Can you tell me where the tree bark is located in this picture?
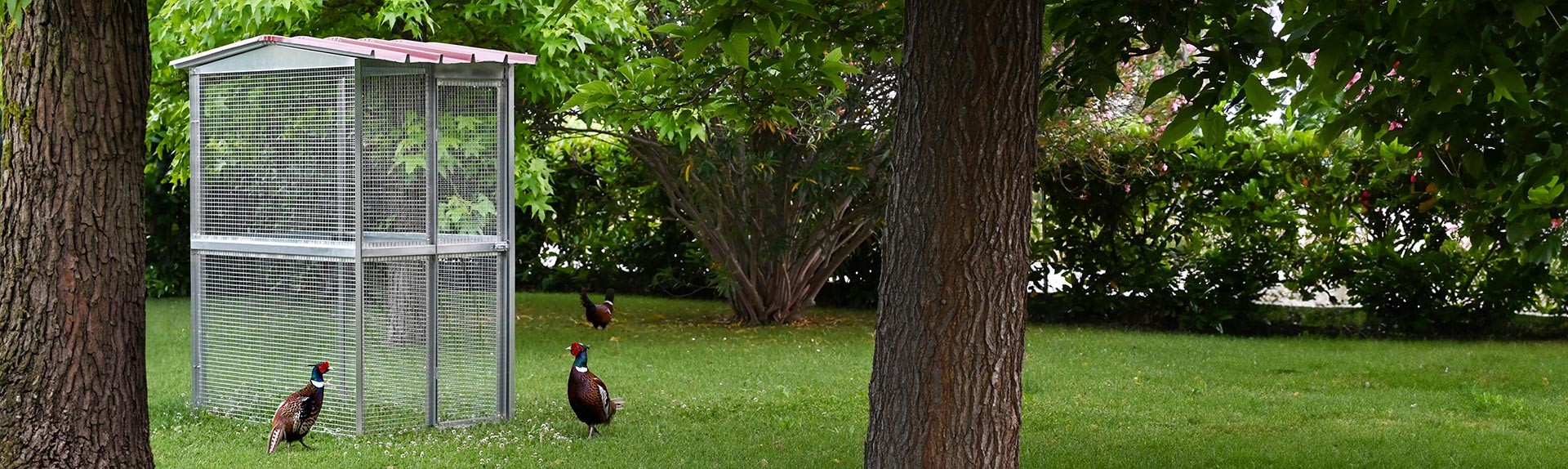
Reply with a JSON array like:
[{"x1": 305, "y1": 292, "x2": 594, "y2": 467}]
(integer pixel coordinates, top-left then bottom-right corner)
[
  {"x1": 866, "y1": 0, "x2": 1043, "y2": 467},
  {"x1": 0, "y1": 0, "x2": 152, "y2": 467}
]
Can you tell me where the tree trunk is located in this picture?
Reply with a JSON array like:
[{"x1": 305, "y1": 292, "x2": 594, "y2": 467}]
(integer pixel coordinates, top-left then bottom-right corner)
[
  {"x1": 866, "y1": 0, "x2": 1043, "y2": 467},
  {"x1": 0, "y1": 0, "x2": 152, "y2": 467}
]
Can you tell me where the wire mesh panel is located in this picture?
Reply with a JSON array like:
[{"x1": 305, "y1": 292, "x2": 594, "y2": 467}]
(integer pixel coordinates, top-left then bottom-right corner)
[
  {"x1": 196, "y1": 68, "x2": 354, "y2": 242},
  {"x1": 363, "y1": 256, "x2": 430, "y2": 431},
  {"x1": 191, "y1": 55, "x2": 513, "y2": 433},
  {"x1": 436, "y1": 254, "x2": 500, "y2": 423},
  {"x1": 361, "y1": 69, "x2": 430, "y2": 246},
  {"x1": 436, "y1": 80, "x2": 510, "y2": 243},
  {"x1": 193, "y1": 252, "x2": 356, "y2": 433}
]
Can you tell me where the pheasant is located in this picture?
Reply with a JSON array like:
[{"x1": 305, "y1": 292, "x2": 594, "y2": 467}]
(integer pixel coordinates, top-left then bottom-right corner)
[
  {"x1": 266, "y1": 361, "x2": 332, "y2": 455},
  {"x1": 577, "y1": 288, "x2": 615, "y2": 329},
  {"x1": 566, "y1": 343, "x2": 626, "y2": 438}
]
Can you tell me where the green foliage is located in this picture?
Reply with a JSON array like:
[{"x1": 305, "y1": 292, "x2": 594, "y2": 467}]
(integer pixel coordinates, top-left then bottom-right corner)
[
  {"x1": 1046, "y1": 0, "x2": 1568, "y2": 265},
  {"x1": 518, "y1": 132, "x2": 709, "y2": 295},
  {"x1": 1035, "y1": 114, "x2": 1563, "y2": 336},
  {"x1": 564, "y1": 0, "x2": 902, "y2": 149},
  {"x1": 563, "y1": 2, "x2": 902, "y2": 323}
]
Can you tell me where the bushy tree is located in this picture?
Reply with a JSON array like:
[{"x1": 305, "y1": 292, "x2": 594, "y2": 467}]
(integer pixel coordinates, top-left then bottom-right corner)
[{"x1": 568, "y1": 2, "x2": 900, "y2": 324}]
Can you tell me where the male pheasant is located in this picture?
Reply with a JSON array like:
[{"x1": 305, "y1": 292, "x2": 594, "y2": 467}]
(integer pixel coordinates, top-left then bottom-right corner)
[
  {"x1": 566, "y1": 343, "x2": 624, "y2": 438},
  {"x1": 266, "y1": 361, "x2": 332, "y2": 455},
  {"x1": 577, "y1": 288, "x2": 615, "y2": 329}
]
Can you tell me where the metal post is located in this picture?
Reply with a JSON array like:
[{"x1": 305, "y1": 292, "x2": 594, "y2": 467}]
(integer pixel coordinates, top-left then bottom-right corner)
[
  {"x1": 186, "y1": 74, "x2": 206, "y2": 408},
  {"x1": 353, "y1": 60, "x2": 365, "y2": 435},
  {"x1": 496, "y1": 65, "x2": 518, "y2": 420},
  {"x1": 425, "y1": 65, "x2": 441, "y2": 427}
]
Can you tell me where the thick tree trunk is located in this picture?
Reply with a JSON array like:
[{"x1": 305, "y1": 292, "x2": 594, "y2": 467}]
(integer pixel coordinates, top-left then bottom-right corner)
[
  {"x1": 866, "y1": 0, "x2": 1041, "y2": 467},
  {"x1": 0, "y1": 0, "x2": 152, "y2": 467}
]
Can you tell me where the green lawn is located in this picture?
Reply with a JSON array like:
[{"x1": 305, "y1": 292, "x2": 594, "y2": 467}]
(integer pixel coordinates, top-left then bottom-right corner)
[{"x1": 147, "y1": 295, "x2": 1568, "y2": 467}]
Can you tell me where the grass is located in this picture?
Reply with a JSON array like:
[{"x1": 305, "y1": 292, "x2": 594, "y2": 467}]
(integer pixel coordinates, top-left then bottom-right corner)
[{"x1": 147, "y1": 295, "x2": 1568, "y2": 467}]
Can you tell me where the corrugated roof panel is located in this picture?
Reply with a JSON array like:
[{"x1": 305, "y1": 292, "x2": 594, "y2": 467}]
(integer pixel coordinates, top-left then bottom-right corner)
[{"x1": 169, "y1": 34, "x2": 538, "y2": 69}]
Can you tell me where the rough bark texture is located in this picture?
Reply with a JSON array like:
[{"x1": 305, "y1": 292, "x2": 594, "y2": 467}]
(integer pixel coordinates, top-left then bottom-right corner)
[
  {"x1": 0, "y1": 0, "x2": 152, "y2": 467},
  {"x1": 866, "y1": 0, "x2": 1041, "y2": 469}
]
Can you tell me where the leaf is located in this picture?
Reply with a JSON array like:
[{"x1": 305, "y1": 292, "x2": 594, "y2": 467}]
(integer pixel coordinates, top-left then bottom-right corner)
[
  {"x1": 1160, "y1": 107, "x2": 1200, "y2": 146},
  {"x1": 1143, "y1": 69, "x2": 1192, "y2": 107},
  {"x1": 1513, "y1": 2, "x2": 1546, "y2": 29},
  {"x1": 1486, "y1": 51, "x2": 1530, "y2": 102},
  {"x1": 680, "y1": 31, "x2": 718, "y2": 61},
  {"x1": 544, "y1": 0, "x2": 577, "y2": 25},
  {"x1": 1529, "y1": 176, "x2": 1563, "y2": 205},
  {"x1": 1198, "y1": 111, "x2": 1227, "y2": 146},
  {"x1": 723, "y1": 34, "x2": 751, "y2": 69},
  {"x1": 1242, "y1": 75, "x2": 1280, "y2": 113},
  {"x1": 757, "y1": 17, "x2": 781, "y2": 47}
]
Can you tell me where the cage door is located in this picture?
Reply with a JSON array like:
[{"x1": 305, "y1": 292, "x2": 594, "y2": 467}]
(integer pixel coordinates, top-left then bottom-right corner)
[{"x1": 436, "y1": 252, "x2": 510, "y2": 427}]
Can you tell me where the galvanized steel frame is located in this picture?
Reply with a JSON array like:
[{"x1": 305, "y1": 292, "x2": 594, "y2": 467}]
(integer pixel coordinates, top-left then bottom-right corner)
[{"x1": 189, "y1": 60, "x2": 516, "y2": 435}]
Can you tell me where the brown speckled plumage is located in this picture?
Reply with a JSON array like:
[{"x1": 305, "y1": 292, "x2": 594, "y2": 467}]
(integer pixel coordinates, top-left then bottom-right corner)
[
  {"x1": 566, "y1": 343, "x2": 622, "y2": 436},
  {"x1": 577, "y1": 288, "x2": 615, "y2": 329},
  {"x1": 266, "y1": 362, "x2": 329, "y2": 455}
]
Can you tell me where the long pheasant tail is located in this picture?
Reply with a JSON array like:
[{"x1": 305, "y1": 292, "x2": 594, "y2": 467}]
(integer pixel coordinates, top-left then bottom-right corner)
[{"x1": 266, "y1": 428, "x2": 284, "y2": 455}]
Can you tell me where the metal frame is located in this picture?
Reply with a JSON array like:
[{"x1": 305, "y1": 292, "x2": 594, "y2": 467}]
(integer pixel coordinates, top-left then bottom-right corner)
[
  {"x1": 354, "y1": 60, "x2": 365, "y2": 435},
  {"x1": 423, "y1": 66, "x2": 441, "y2": 427},
  {"x1": 189, "y1": 49, "x2": 516, "y2": 435},
  {"x1": 186, "y1": 74, "x2": 207, "y2": 406}
]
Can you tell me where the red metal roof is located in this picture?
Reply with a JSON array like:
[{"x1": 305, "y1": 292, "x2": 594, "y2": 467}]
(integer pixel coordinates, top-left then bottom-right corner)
[{"x1": 169, "y1": 34, "x2": 538, "y2": 69}]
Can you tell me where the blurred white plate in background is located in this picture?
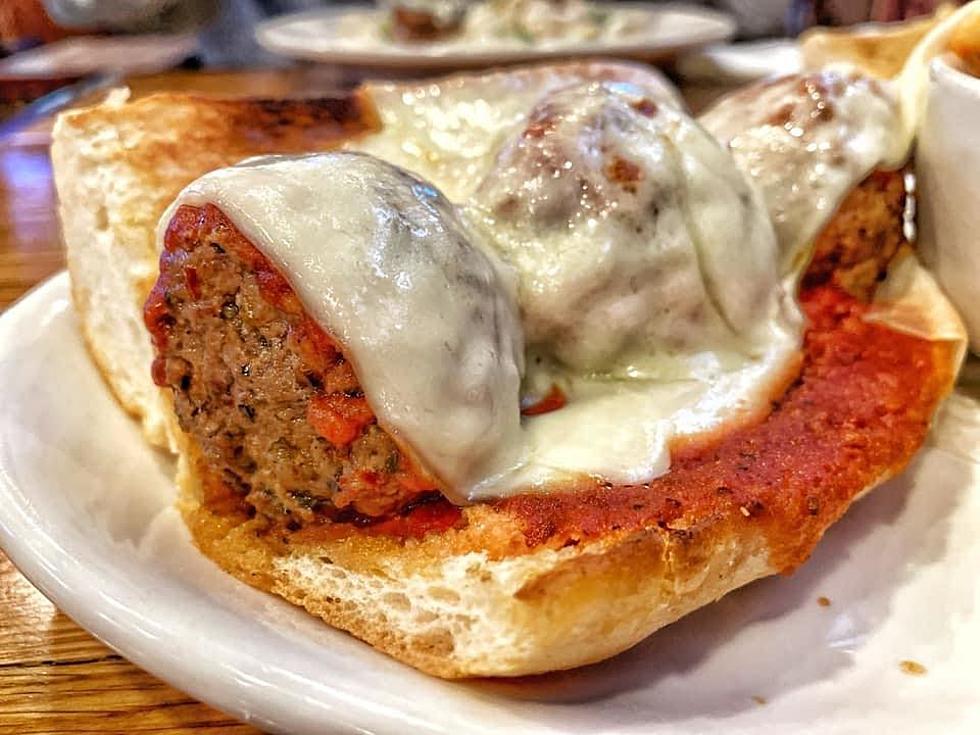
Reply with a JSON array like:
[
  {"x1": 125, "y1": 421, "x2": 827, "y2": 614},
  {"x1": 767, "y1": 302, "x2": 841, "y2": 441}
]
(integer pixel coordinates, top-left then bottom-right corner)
[
  {"x1": 256, "y1": 2, "x2": 735, "y2": 69},
  {"x1": 0, "y1": 274, "x2": 980, "y2": 735}
]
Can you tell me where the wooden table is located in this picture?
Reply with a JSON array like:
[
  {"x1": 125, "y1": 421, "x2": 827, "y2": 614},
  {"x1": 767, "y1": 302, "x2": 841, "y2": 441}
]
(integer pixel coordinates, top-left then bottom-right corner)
[{"x1": 0, "y1": 70, "x2": 372, "y2": 735}]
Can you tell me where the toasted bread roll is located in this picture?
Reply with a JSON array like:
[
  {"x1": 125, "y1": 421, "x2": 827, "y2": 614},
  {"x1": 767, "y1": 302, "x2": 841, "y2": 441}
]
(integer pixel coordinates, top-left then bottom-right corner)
[{"x1": 54, "y1": 64, "x2": 964, "y2": 677}]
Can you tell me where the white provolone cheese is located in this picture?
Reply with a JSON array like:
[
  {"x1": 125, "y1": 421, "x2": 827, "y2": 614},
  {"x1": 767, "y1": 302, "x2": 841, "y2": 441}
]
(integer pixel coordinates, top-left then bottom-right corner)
[
  {"x1": 161, "y1": 68, "x2": 912, "y2": 502},
  {"x1": 158, "y1": 153, "x2": 524, "y2": 499},
  {"x1": 700, "y1": 71, "x2": 908, "y2": 274}
]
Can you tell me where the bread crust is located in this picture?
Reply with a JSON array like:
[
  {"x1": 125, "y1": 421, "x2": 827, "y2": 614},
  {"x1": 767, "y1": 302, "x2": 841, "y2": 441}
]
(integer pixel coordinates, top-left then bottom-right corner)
[
  {"x1": 51, "y1": 91, "x2": 378, "y2": 450},
  {"x1": 179, "y1": 280, "x2": 962, "y2": 678},
  {"x1": 52, "y1": 64, "x2": 961, "y2": 677}
]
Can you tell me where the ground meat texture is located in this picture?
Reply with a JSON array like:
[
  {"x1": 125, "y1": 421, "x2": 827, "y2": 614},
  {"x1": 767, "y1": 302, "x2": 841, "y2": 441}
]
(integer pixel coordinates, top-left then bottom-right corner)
[
  {"x1": 145, "y1": 205, "x2": 436, "y2": 530},
  {"x1": 804, "y1": 171, "x2": 907, "y2": 300}
]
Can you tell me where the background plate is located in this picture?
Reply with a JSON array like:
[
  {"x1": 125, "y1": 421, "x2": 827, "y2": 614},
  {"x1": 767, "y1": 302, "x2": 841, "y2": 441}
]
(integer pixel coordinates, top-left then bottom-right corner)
[
  {"x1": 0, "y1": 274, "x2": 980, "y2": 735},
  {"x1": 256, "y1": 3, "x2": 735, "y2": 70}
]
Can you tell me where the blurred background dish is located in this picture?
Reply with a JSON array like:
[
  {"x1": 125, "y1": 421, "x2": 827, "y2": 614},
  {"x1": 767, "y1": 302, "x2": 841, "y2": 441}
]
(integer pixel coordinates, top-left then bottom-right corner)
[{"x1": 257, "y1": 0, "x2": 736, "y2": 68}]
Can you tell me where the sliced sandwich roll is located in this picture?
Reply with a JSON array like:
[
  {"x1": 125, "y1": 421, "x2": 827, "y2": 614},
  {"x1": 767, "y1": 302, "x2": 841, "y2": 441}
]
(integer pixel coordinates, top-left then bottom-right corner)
[{"x1": 51, "y1": 59, "x2": 963, "y2": 677}]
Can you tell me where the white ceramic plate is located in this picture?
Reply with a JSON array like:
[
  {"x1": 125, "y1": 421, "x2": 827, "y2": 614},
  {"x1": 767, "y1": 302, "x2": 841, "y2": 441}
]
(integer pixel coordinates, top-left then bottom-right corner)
[
  {"x1": 256, "y1": 3, "x2": 735, "y2": 69},
  {"x1": 0, "y1": 275, "x2": 980, "y2": 735}
]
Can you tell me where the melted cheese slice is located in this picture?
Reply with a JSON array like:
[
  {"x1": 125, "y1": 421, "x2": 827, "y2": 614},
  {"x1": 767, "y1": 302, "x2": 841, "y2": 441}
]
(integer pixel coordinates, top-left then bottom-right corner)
[
  {"x1": 161, "y1": 66, "x2": 920, "y2": 502},
  {"x1": 700, "y1": 70, "x2": 909, "y2": 274},
  {"x1": 157, "y1": 153, "x2": 524, "y2": 504}
]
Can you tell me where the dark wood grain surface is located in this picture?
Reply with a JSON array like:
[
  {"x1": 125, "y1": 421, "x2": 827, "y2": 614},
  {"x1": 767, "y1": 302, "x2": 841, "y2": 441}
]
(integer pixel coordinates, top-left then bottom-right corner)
[{"x1": 0, "y1": 67, "x2": 352, "y2": 735}]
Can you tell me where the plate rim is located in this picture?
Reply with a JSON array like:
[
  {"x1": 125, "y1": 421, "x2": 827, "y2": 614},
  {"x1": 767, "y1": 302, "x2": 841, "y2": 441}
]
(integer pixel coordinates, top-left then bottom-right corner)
[{"x1": 0, "y1": 270, "x2": 430, "y2": 735}]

**********

**The request**:
Copy the part of the listing that opens with the line containing "Can you tell me where the plate" and runs through the end of the listing, request and all. Shift every coordinate in the answer by adding 54, and leave the numbers in the request and its sample format as they are.

**In response**:
Can you tell me where the plate rim is located in this picture?
Reply with a JSON array like:
[
  {"x1": 125, "y1": 421, "x2": 827, "y2": 614},
  {"x1": 767, "y1": 302, "x2": 841, "y2": 441}
]
(integer pixel coordinates, top-left then bottom-right corner)
[{"x1": 54, "y1": 324, "x2": 484, "y2": 789}]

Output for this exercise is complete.